> _RECORDS PROVIDED_
++++

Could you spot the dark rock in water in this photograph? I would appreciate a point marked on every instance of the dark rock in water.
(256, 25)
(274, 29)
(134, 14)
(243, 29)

++++

> _TASK BRIEF_
Provide an exact reproduction of all the entries shown above.

> _EXERCISE SOLUTION_
Could you spot the dark rock in water in this photograph? I would appreciate a point marked on every instance of the dark rock in water.
(256, 25)
(274, 29)
(134, 14)
(243, 29)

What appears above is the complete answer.